- **Extract**
7. What assessment he has made of trends in the rate of building of homes for social rent since May 2010.
Under our affordable rent model almost 143,000 affordable homes for rent have been delivered since April 2010. In contrast, between 1997 and 2010 the number of social rented homes fell by 420,000.
I notice that the Minister did not answer my question. At my advice surgery on Friday afternoon, I met Mr and Mrs Conning, who have waited years to move to a decent council or housing association property. Given that roughly 29,000 fewer social rented homes were built last year than in 2010, are the prospects of the Conning family securing a suitable home getting better or worse?
The rate of building council houses is at a 23-year high under this Government. One of the flexibilities that we have given for local councils at the top of their borrowing limits on their housing revenue accounts allows them to apply to the Treasury for up to £150 million extra assistance, and Lewisham council has £43.7 million headroom in its HRA that it could be using to build houses. I suggest that the hon. Lady has a word with her colleagues back home.
Since autumn 2009, 700,000 more homes have been created across England. The Government’s action to get Britain building again has played a vital role in supporting the growth of housing across the country, which has led to a sustained economic recovery.

- **Data for analysis**
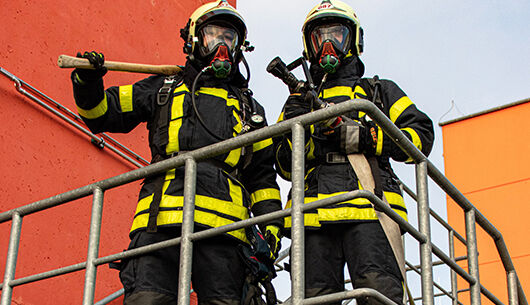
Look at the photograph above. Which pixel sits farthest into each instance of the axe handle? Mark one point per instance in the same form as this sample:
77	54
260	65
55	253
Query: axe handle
65	61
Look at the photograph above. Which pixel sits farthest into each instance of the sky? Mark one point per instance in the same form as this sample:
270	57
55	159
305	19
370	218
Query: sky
452	58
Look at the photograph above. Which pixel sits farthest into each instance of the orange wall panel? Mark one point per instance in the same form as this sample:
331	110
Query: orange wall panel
487	158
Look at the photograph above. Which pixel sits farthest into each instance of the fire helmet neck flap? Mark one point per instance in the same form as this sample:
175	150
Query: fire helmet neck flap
331	32
214	35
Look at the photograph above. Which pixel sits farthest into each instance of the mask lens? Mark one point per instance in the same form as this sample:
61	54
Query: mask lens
212	36
337	34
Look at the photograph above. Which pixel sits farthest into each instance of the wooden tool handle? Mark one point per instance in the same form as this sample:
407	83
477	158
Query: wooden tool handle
65	61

- **Exercise instructions**
In the exchange about building homes for social rent, how much headroom does Lewisham council have in its housing revenue account? The rows are not needed here.

- **Finished task**
£43.7 million